* _Required action_: Set the following entries down again exactly, line by line.

══════════

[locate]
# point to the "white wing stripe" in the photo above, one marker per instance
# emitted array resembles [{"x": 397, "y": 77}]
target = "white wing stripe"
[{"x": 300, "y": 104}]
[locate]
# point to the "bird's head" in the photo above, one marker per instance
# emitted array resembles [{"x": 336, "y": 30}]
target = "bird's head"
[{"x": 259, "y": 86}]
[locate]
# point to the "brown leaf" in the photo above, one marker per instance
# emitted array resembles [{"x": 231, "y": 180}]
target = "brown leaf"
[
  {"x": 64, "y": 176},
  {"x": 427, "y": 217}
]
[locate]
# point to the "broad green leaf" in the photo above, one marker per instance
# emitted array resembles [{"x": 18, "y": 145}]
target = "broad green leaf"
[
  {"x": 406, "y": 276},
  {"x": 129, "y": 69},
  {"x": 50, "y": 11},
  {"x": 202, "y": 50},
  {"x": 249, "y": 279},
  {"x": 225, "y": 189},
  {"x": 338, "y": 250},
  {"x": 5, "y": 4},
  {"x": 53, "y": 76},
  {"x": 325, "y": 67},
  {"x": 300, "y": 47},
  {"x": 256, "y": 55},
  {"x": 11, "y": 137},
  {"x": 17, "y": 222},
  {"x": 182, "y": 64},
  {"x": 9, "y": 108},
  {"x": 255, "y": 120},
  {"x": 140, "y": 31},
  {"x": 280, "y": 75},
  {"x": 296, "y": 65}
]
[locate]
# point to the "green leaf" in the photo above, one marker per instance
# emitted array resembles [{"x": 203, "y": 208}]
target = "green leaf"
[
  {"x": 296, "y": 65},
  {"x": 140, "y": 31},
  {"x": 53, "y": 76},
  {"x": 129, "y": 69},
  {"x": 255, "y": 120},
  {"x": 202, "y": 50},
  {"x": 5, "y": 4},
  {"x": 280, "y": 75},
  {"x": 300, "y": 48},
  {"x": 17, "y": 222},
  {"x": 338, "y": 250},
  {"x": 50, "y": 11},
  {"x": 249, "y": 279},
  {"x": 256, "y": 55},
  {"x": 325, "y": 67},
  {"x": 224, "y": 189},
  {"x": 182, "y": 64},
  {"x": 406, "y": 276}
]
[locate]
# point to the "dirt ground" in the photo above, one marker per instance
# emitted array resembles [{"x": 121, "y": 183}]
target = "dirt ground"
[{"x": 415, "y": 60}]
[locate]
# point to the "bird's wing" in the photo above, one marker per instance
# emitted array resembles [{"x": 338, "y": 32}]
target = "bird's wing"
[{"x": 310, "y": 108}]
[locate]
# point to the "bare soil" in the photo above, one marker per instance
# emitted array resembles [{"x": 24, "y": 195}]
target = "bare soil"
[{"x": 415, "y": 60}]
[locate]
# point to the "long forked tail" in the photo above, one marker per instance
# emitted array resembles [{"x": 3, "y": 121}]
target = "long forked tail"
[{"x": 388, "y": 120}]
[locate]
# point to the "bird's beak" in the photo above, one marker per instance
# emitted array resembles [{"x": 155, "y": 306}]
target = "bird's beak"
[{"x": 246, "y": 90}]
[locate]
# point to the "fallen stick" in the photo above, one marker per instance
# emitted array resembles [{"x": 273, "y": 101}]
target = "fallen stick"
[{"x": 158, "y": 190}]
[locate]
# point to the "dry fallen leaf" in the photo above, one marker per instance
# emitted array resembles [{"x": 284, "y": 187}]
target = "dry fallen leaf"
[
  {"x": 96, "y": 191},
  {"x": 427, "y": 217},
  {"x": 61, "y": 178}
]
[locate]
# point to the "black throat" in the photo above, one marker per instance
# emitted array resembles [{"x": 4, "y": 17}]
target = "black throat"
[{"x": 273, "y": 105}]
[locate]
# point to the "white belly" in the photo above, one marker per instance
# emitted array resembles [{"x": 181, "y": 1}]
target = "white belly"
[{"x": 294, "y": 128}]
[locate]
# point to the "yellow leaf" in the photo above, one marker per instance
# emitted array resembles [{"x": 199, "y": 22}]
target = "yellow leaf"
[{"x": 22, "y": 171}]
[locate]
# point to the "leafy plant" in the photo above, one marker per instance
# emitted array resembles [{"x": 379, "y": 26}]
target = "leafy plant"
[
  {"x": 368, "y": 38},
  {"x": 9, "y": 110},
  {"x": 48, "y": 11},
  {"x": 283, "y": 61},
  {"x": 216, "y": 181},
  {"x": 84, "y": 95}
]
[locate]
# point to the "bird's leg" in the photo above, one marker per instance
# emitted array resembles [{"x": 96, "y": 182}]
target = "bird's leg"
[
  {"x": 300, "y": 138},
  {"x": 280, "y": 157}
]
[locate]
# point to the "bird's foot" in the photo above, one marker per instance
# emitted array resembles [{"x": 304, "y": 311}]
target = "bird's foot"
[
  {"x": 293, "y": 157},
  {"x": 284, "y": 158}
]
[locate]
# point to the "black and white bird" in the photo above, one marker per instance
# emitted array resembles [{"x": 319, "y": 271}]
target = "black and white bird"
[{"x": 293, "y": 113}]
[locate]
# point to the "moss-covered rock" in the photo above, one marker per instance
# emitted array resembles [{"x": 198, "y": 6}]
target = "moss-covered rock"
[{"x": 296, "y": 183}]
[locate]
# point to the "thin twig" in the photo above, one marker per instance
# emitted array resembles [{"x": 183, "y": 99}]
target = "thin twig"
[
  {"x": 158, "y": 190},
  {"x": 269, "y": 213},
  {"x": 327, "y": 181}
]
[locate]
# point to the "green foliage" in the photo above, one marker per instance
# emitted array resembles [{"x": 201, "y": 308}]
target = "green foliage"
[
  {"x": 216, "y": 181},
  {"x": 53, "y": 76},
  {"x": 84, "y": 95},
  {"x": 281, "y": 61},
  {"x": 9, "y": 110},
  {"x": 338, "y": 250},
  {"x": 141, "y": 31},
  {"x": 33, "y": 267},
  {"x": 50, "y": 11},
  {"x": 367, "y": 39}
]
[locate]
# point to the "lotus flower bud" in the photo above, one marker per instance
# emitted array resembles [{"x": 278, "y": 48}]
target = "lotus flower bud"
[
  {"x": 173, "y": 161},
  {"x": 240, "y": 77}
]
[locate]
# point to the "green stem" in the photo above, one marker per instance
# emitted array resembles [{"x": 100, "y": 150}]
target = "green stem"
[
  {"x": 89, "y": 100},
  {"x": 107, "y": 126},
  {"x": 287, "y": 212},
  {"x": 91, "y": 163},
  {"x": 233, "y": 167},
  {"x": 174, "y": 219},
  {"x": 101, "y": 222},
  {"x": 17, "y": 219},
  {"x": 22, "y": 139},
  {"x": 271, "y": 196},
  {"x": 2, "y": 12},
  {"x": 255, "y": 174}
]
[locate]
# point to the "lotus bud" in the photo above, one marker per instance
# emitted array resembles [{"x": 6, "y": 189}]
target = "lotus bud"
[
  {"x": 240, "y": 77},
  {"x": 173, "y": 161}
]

══════════

* _Task output_:
[locate]
# point to the "white wing stripe" in the photo above, one marker per instance
# emitted array resembles [{"x": 397, "y": 77}]
target = "white wing stripe"
[{"x": 300, "y": 104}]
[locate]
# point to the "bird's head" in the photo above, one marker per instance
# emitted array resembles [{"x": 336, "y": 30}]
target = "bird's head"
[{"x": 259, "y": 86}]
[locate]
# point to the "brown leaf" in the photo above, one marker per instance
# emitted array resembles [{"x": 231, "y": 180}]
target = "brown leaf"
[
  {"x": 64, "y": 176},
  {"x": 427, "y": 217}
]
[locate]
# point to the "broad green leaf" in the photo above, one marker per instance
# emitted array resembles [{"x": 18, "y": 145}]
target = "broad green leaf"
[
  {"x": 406, "y": 276},
  {"x": 129, "y": 69},
  {"x": 50, "y": 11},
  {"x": 202, "y": 50},
  {"x": 249, "y": 279},
  {"x": 225, "y": 189},
  {"x": 338, "y": 250},
  {"x": 5, "y": 4},
  {"x": 53, "y": 76},
  {"x": 325, "y": 67},
  {"x": 300, "y": 47},
  {"x": 256, "y": 55},
  {"x": 11, "y": 137},
  {"x": 17, "y": 222},
  {"x": 182, "y": 64},
  {"x": 9, "y": 108},
  {"x": 255, "y": 120},
  {"x": 140, "y": 31},
  {"x": 280, "y": 75},
  {"x": 296, "y": 65}
]
[locate]
# point to the "green leaf" in the photo above, one marker per instance
# emitted array resembles [{"x": 203, "y": 208}]
target = "green leaf"
[
  {"x": 296, "y": 65},
  {"x": 140, "y": 31},
  {"x": 53, "y": 76},
  {"x": 129, "y": 69},
  {"x": 255, "y": 120},
  {"x": 202, "y": 50},
  {"x": 5, "y": 4},
  {"x": 280, "y": 75},
  {"x": 300, "y": 48},
  {"x": 17, "y": 222},
  {"x": 338, "y": 250},
  {"x": 50, "y": 11},
  {"x": 249, "y": 279},
  {"x": 256, "y": 55},
  {"x": 325, "y": 67},
  {"x": 224, "y": 189},
  {"x": 182, "y": 64},
  {"x": 406, "y": 276}
]
[locate]
# point to the "dirt ground" in the photo above, one marker per instance
# emitted array resembles [{"x": 121, "y": 183}]
target = "dirt ground"
[{"x": 415, "y": 60}]
[locate]
# point to the "bird's wing" in the photo above, one marker per instance
# emitted array resembles [{"x": 338, "y": 32}]
target = "bird's wing"
[{"x": 310, "y": 108}]
[locate]
# point to the "bare soil" in the photo above, one marker per instance
# emitted array resembles [{"x": 24, "y": 195}]
target = "bare soil"
[{"x": 415, "y": 60}]
[locate]
# point to the "long forked tail" in the photo above, one marker per instance
# emitted array resembles [{"x": 3, "y": 121}]
target = "long forked tail"
[{"x": 388, "y": 120}]
[locate]
# point to the "bird's beak" in the photo above, one marker per instance
# emitted array resembles [{"x": 155, "y": 306}]
target = "bird's beak"
[{"x": 246, "y": 90}]
[locate]
# point to the "fallen stick" in the photo above, one marker per instance
# emitted array resembles [{"x": 273, "y": 101}]
target = "fallen stick"
[{"x": 158, "y": 190}]
[locate]
# point to the "dry fallen leaf" in the photo above, one marker per instance
# emitted array resembles [{"x": 284, "y": 187}]
target = "dry fallen leaf"
[
  {"x": 96, "y": 191},
  {"x": 427, "y": 217},
  {"x": 61, "y": 178}
]
[locate]
# point to the "black throat" in the photo above, one marker per instance
# emitted array resembles [{"x": 4, "y": 17}]
target = "black throat"
[{"x": 273, "y": 105}]
[locate]
# point to the "white belly" in the photo above, one marker per instance
# emitted array resembles [{"x": 181, "y": 1}]
target = "white belly"
[{"x": 294, "y": 128}]
[locate]
# point to the "yellow leaf" in the photo above, one marker per instance
# emitted array resembles [{"x": 199, "y": 22}]
target = "yellow leaf"
[{"x": 22, "y": 171}]
[locate]
# point to the "leafy plant" in the photo above, one marker per instance
# emitted array resembles [{"x": 379, "y": 26}]
target = "leafy plant"
[
  {"x": 368, "y": 38},
  {"x": 9, "y": 110},
  {"x": 48, "y": 11},
  {"x": 283, "y": 61},
  {"x": 216, "y": 181},
  {"x": 84, "y": 95}
]
[locate]
# point to the "bird's leg" in the photo above, one marker per instance
# emitted array resembles [{"x": 96, "y": 182}]
target = "bird's leg"
[
  {"x": 300, "y": 138},
  {"x": 280, "y": 157}
]
[locate]
# point to the "bird's foot" in the photo above, one marker per instance
# emitted array resembles [{"x": 304, "y": 311}]
target = "bird's foot"
[
  {"x": 293, "y": 157},
  {"x": 284, "y": 158}
]
[locate]
# point to the "black and white bird" in the photo above, one marker per instance
# emitted array resembles [{"x": 319, "y": 271}]
target = "black and white bird"
[{"x": 293, "y": 113}]
[locate]
# point to the "moss-covered rock" in the photo above, one marker per instance
# emitted array resembles [{"x": 198, "y": 6}]
target = "moss-covered rock"
[{"x": 296, "y": 183}]
[locate]
# point to the "thin twig" in the photo above, one marker per instance
# emitted array resembles [{"x": 183, "y": 99}]
target = "thin twig"
[
  {"x": 158, "y": 190},
  {"x": 269, "y": 213},
  {"x": 327, "y": 181}
]
[locate]
# point to the "green foliage" in the photo above, one marker per instance
# emitted array resembles [{"x": 201, "y": 308}]
target = "green foliage"
[
  {"x": 216, "y": 181},
  {"x": 53, "y": 76},
  {"x": 84, "y": 95},
  {"x": 281, "y": 61},
  {"x": 9, "y": 110},
  {"x": 338, "y": 250},
  {"x": 141, "y": 31},
  {"x": 33, "y": 267},
  {"x": 50, "y": 11},
  {"x": 367, "y": 39}
]
[locate]
# point to the "lotus flower bud" in the photo above, one marker per instance
# emitted array resembles [{"x": 278, "y": 48}]
target = "lotus flower bud"
[
  {"x": 173, "y": 161},
  {"x": 240, "y": 77}
]
[locate]
# point to the "green stem" in the photo above, one marker per instance
# emitted array resembles [{"x": 100, "y": 150}]
target = "green stem"
[
  {"x": 89, "y": 100},
  {"x": 107, "y": 126},
  {"x": 287, "y": 212},
  {"x": 91, "y": 163},
  {"x": 233, "y": 167},
  {"x": 174, "y": 219},
  {"x": 101, "y": 222},
  {"x": 17, "y": 219},
  {"x": 22, "y": 139},
  {"x": 271, "y": 196},
  {"x": 2, "y": 12},
  {"x": 255, "y": 174}
]
[locate]
# point to the "lotus bud" in the photo above, one marker per instance
# emitted array resembles [{"x": 6, "y": 189}]
target = "lotus bud"
[
  {"x": 240, "y": 77},
  {"x": 173, "y": 161}
]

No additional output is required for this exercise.